**Fragmento**
.....

La semana anterior, el senador Juan Manuel Uribe se pronunció sobre la criminalidad en Colombia. Dijo que en los últimos diez años han sido asesinadas 260 mil personas en nuestro país, o sea 26 mil al año; algo así como borrar a Armero con una avalancha cada 13 de noviembre. Y dice el senador que otra década de éstas bastará para que el país se diluya. Otro funcionario se atrevió a decir que salir a la calle en Colombia constituye peligro de muerte. ¡Qué genios! Necesitaron el medio millón de muertos de los últimos veinte años para enterarse.
Si hacemos un elemental análisis matemático comprobamos que las calles están plagadas de asesinos y delincuentes de toda laya: la población carcelaria es de unos cuarenta mil presos; de ellos no más del 20 por ciento están condenados por asesinato, o sea 8 mil reclusos, y si la condena por asesinato a menudo es superior a los 10 años, es muy factible que la mayoría de esos 8 mil reclusos hayan cometido sus crímenes antes de esta década.
Dicen que la impunidad en Colombia es del 96 por ciento y esto comprueba que esa cifra tenebrosa concuerda con la realidad. Si los muertos son 260 mil, la cifra de asesinos debe ser similar. Hay asesinos múltiples como Luis Alfredo Garavito Cubillos, que acabó con las vidas de 180 niños. Hay otros que, entre varios, suman una sola víctima. Esa compensación demuestra que debiera haber unos 200 mil presos condenados por asesinato pero ni siquiera hay cárceles para guardarlos.

.....

**Actividades propuestas**
A. Resuma el fragmento en dos oraciones.
B. Escriba cómo prosigue el fragmento sobre la criminalidad en Colombia a partir de su última oración.

**Datos registrados**
.....

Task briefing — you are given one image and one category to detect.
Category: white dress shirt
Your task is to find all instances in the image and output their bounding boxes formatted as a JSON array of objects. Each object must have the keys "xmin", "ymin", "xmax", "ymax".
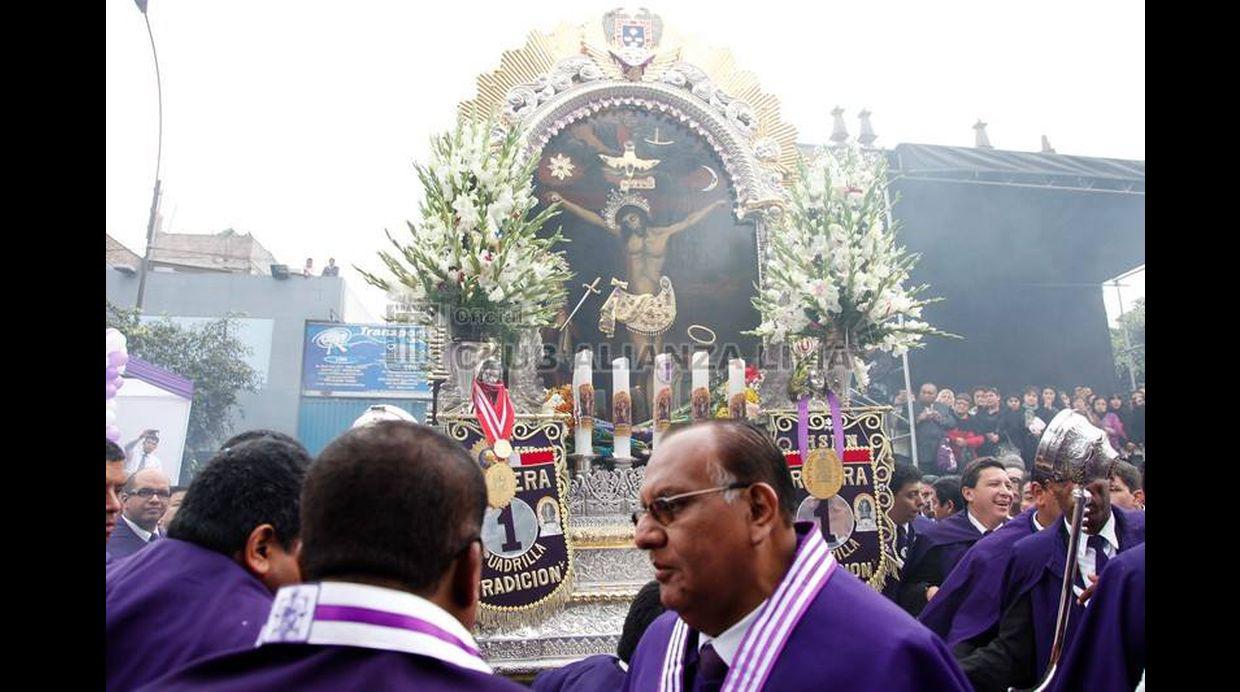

.....

**Ejercicios resueltos**
A. El senador Juan Manuel Uribe afirmó que en los últimos diez años han sido asesinadas 260 mil personas en Colombia, unas 26 mil al año, y que otra década así bastará para que el país se diluya. Con una población carcelaria de unos cuarenta mil presos, de los que no más de 8 mil están condenados por asesinato, el autor concluye que las calles están plagadas de asesinos y que la impunidad del 96 por ciento concuerda con la realidad.

B.
Las penitenciarias de Colombia son un vivo reflejo de lo que ocurre en el país: no manda nadie en ellas; o sí, mandan los caciques y administran su territorio como cualquier alcalde que se respete. El hacinamiento inhumano y la corrupción de los guardias las convierte en las universidades del crimen. Entra el hombre, entra el delito y entran drogas, armas, bombas, prostitutas, televisores, tapetes, neveras…
Las cárceles tienen los seis estratos como cualquier ciudad; los ricos —mafiosos, políticos, etc.— tienen suites full equipo, mientras los pobres comparten unas madrigueras que huelen a estiércol. Eso sí, todo recién llegado paga de acuerdo con sus capacidades, hay que comprarle al cacique el colchón y el espacio para dormir, como si los patios tuvieran dueño con escritura y todo.
El sábado anterior, algunos presos de La Modelo se enfrentaron entre sí con armamento de uso militar. Murieron 11 ó 12 que no le importan a nadie más que a sus familias. En los presidios colombianos se vive una zozobra permanente y así no se puede administrar justicia: sin espacio, sin igualdad, sin dignidad, sin seguridad, sin control. Ya son más de mil los presos asesinados dentro de las cárceles en esta década.
El comienzo de la solución, como lo dijo el fiscal Gómez Méndez, es sencillo: construir cárceles. El argumento de la falta de recursos no es válido, ni es una buena excusa. Cien millones de dólares serían suficientes para construir cinco prisiones grandes y esa es una cifra que el gobierno maneja muchas veces en cuestiones de mediana trascendencia.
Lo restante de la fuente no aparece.